**Stated exercise 1:** Copy out the part of the data acquisition post that begins with the words containing "Anyway, another factor" and ends with "10 hrs respectively....".
**Stated exercise 2:** Continue the post about the data acquisition system, picking up right after its final sentence.

**Provided text:**
»»

I've made some good progress getting my little VortexDX3/24DSI12 data acquisition system to run reliably for days, I found that using the "taskset" command to force one application (mt_logger) to run on one core, all the GUI stuff basically, and the other application (mt_adc) to run on the other core, helped a lot. Before using taskset the two applications would flip-flop back and forth across the cores and seemed to be contributing to the "mt_adc timeout error" (presumably due to buffer overflow) that I was seeing, my current record is a continuous run time of 39 hrs (with taskset), I had to turn it off before the big battery died.

Anyway, another factor (it seems) are the file sizes getting written out to the CF card, for the 39 hr run I had to turn down the (decimated) continuous file sample rate to 1 kHz such that the continuous files saved to disk were ~ 1.37 MBytes, with larger file sizes, 5 or 20 times larger, the program has run for "only" 19 hrs and 10 hrs respectively....

««

**Given material:**
»»

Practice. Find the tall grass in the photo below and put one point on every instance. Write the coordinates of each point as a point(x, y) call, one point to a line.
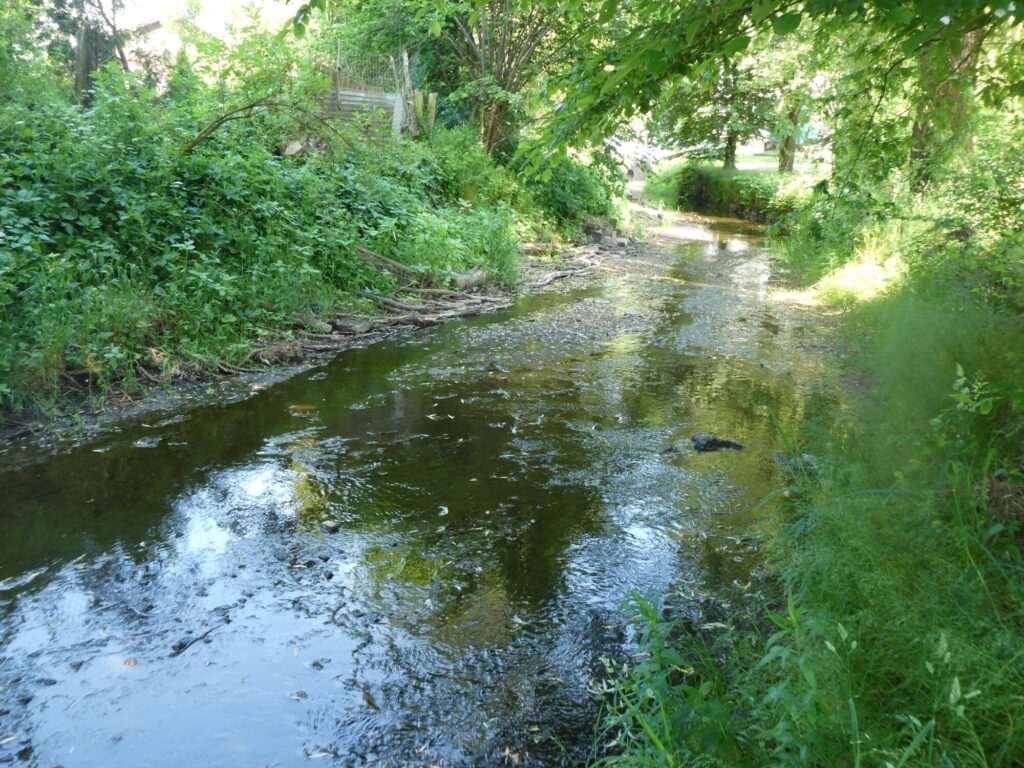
point(896, 636)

««

**Written reply 1:**
Anyway, another factor (it seems) are the file sizes getting written out to the CF card, for the 39 hr run I had to turn down the (decimated) continuous file sample rate to 1 kHz such that the continuous files saved to disk were ~ 1.37 MBytes, with larger file sizes, 5 or 20 times larger, the program has run for "only" 19 hrs and 10 hrs respectively....

**Written reply 2:**
The VortexDX3 is also working hard to draw the screen updates (~ 30 % load on one core in top) but another factor (I think) are the file sizes, and finally the write speed I'm getting.

Right now my kernel (2.6.33.3) is limiting the write speed to the CF card to UDMA/33, I would like to increase this to UDMA/66 or UDMA/100 since the CF-card can definitely handle these speeds, hopefully the controller can too.

I've read some posts on other forums about setting an option in /etc/modprobe.conf --> options ide_core ignore_cable=0, but then also had to rebuild the initrd image?

Other post indicated you could use something like (in extlinux.conf??) --> libata force=80c

Just wondering if anyone has done this before (over-rode the kernel enforced UDMA/33) and if they might know the best way to go about doing it.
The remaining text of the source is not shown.